___ Selected extract

Cash and culture in a new clash in Africa
U.S. retail giant Amazon is once again caught in hot waters as it tries to establish another regional headquarter in Cape Town, South Africa.
This time, the politically charged controversy and fight is over land and a river that some South African indigenous groups say are sacred and should be declared a World Heritage site.
The project plan for the nearly $350 million mixed-use development, dubbed The River Club—where Amazon is slated to be the anchor tenant—includes office space, housing, running and cycling tracks and some 20 acres of green-park space open to the public. The planned headquarters would reside on 70,000 square metres (17.3 Acres) of land
Amazon, which already has offices in Cape Town’s city center, is expected to use the new massive project as the launchpad for rapid expansion in the African market. Though lucrative, it is challenging to grow in the continent where poor infrastructure, constrained logistics, and low but growing penetration of smartphones have delayed the arrival of online delivery services.
Yet the controversy surrounding the River Club redevelopment has once again put Amazon in a defensive position.
South African hunters say no.
In opposition to the South African development are some Khoi and San—herders and hunters indigenous to Southern Africa—heritage groups and local civic associations.
Their objections to the development range from allegations of irregularities in the rezoning process to concerns about its environmental impact to complaints about inadequate consideration of the site’s intangible heritage.
The site was the approximate location of a battle between a group of Khoi and the Portuguese in 1510, before the Dutch East India Company set up its trading outpost in what is now Cape Town. The developer rejects the objectors’ claims and says the City and provincial governments “found no irregularities.
“Part of what we want is a World Heritage site that commemorates that battle,” said Tauriq Jenkins, the high commissioner for the Goringhaicona Khoi-Khoin Indigenous Traditional Council, which opposes the development. He added that the site was one of the first places where Roman-Dutch law was applied to parcel out land to settlers, making it culturally charged. “This is where the colonial bomb hit,” he said.

______
___ Extracted records

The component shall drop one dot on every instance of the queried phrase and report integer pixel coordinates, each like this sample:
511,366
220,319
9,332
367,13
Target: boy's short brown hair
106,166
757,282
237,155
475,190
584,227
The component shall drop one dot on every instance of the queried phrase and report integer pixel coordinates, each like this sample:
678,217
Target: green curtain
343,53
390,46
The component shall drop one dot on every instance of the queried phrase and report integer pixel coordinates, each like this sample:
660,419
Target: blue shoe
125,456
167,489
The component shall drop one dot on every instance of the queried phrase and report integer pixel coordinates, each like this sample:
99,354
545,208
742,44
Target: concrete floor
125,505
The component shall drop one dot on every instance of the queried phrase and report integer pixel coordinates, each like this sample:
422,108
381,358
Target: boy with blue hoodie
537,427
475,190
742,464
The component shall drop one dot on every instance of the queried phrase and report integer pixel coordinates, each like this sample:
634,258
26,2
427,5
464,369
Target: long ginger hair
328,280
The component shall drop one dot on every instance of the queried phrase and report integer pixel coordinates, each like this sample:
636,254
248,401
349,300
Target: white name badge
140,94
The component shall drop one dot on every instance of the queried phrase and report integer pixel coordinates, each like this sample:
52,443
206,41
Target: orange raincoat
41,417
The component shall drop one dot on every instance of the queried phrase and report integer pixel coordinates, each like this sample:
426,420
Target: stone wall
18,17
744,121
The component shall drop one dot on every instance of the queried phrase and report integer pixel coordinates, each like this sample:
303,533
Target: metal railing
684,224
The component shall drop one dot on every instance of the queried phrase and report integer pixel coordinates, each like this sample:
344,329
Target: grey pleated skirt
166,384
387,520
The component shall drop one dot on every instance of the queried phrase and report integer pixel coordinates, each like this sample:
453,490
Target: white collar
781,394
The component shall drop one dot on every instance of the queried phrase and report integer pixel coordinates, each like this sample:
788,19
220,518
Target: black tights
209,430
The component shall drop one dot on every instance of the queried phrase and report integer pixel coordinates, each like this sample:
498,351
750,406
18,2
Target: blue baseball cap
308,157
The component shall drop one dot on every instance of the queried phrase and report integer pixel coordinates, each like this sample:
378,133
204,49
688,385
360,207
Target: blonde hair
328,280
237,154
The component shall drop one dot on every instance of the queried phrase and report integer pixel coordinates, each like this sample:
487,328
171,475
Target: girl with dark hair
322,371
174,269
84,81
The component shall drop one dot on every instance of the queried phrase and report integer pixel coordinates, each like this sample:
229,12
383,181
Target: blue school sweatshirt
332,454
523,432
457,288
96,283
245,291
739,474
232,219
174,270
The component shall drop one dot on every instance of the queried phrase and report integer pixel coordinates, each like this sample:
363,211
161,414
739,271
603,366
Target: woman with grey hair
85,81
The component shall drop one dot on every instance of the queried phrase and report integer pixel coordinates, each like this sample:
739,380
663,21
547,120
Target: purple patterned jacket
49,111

______
___ Extracted records

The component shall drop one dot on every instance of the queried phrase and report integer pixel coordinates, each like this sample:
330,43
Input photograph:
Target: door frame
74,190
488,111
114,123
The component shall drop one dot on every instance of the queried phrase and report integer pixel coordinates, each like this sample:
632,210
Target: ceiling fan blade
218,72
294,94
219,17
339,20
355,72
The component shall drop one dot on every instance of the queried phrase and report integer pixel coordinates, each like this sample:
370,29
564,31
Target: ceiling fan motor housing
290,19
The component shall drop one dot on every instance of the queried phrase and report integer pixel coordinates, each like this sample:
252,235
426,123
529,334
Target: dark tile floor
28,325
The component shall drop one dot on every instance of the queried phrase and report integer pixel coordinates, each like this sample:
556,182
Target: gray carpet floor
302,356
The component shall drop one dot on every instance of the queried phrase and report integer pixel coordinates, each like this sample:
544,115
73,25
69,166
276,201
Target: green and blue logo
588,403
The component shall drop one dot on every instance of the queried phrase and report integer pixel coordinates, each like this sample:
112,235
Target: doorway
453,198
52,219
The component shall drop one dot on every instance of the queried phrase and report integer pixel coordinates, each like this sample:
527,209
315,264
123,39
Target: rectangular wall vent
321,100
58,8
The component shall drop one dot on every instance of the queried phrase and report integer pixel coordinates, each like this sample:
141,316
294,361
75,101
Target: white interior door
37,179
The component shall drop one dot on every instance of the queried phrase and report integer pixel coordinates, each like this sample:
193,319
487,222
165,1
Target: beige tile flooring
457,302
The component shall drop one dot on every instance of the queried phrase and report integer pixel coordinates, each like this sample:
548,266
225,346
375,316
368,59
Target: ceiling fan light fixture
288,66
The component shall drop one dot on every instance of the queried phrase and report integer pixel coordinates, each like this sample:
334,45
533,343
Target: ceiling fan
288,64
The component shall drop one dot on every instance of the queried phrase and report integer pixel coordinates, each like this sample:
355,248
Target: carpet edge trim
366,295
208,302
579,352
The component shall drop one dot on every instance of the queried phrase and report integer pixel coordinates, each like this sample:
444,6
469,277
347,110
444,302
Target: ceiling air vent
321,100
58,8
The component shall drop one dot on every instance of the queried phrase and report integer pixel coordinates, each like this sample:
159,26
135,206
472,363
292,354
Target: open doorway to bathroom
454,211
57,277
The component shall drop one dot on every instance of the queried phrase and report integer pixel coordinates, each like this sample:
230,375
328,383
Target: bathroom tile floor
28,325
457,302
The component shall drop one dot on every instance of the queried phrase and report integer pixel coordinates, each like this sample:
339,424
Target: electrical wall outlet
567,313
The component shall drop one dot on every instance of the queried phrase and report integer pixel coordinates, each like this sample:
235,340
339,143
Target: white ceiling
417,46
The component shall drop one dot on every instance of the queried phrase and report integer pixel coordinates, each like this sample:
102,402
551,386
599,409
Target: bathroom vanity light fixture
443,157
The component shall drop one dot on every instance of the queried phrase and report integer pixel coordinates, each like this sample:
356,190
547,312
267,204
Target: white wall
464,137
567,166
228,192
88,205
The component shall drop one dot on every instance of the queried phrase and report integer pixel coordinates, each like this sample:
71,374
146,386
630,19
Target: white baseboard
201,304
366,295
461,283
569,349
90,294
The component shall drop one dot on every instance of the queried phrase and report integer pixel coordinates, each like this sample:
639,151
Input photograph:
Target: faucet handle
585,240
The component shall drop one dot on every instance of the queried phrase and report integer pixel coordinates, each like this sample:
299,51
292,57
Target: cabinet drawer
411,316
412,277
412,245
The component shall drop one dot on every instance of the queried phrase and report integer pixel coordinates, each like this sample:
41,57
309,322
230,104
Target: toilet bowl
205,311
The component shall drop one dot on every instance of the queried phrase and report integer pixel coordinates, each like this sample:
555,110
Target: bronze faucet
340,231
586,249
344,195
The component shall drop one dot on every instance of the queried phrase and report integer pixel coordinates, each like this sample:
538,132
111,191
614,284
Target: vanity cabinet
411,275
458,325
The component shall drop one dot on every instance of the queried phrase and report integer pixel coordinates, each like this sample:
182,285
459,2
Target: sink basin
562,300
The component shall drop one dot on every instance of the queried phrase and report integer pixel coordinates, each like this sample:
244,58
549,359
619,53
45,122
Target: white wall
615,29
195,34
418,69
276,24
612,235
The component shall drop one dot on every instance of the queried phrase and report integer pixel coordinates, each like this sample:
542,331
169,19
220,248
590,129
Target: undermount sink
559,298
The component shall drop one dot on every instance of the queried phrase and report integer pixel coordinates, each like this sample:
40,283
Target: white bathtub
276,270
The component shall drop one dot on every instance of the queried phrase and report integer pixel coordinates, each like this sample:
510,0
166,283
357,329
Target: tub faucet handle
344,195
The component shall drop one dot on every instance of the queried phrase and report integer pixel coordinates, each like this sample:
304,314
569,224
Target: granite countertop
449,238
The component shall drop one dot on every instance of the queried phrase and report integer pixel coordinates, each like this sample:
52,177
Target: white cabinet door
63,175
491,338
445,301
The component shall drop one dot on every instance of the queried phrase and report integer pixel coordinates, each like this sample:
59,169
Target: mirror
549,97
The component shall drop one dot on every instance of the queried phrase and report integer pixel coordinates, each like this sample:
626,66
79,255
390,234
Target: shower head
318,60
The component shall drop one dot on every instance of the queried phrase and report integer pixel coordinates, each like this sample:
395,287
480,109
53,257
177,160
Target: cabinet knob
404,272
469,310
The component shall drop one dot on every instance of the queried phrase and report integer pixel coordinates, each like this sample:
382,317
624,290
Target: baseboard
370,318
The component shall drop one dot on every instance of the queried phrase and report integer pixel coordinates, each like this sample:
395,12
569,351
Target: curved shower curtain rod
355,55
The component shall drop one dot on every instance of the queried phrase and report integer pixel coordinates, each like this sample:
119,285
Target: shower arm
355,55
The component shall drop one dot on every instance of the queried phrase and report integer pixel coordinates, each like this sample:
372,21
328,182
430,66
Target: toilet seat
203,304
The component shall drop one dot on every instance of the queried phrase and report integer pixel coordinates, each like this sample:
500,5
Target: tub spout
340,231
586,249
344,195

______

■ Exercises
1. Answer these questions from the River Club article:
(a) What is the approximate cost of the mixed-use development?
(b) In what year did the battle between a group of Khoi and the Portuguese take place?
(c) What position does Tauriq Jenkins hold?
2. List every kind of objection to the development that the River Club article names.
3. From the River Club article, write out the part that opens with the words containing "The project plan" and closes with "online delivery services.".
The rows are separate material, apart from the River Club article.

■ Results for each task
1.
(a) Nearly $350 million.
(b) 1510.
(c) High commissioner for the Goringhaicona Khoi-Khoin Indigenous Traditional Council.

2.
- Allegations of irregularities in the rezoning process
- Concerns about its environmental impact
- Complaints about inadequate consideration of the site's intangible heritage

3.
The project plan for the nearly $350 million mixed-use development, dubbed The River Club—where Amazon is slated to be the anchor tenant—includes office space, housing, running and cycling tracks and some 20 acres of green-park space open to the public. The planned headquarters would reside on 70,000 square metres (17.3 Acres) of land
Amazon, which already has offices in Cape Town’s city center, is expected to use the new massive project as the launchpad for rapid expansion in the African market. Though lucrative, it is challenging to grow in the continent where poor infrastructure, constrained logistics, and low but growing penetration of smartphones have delayed the arrival of online delivery services.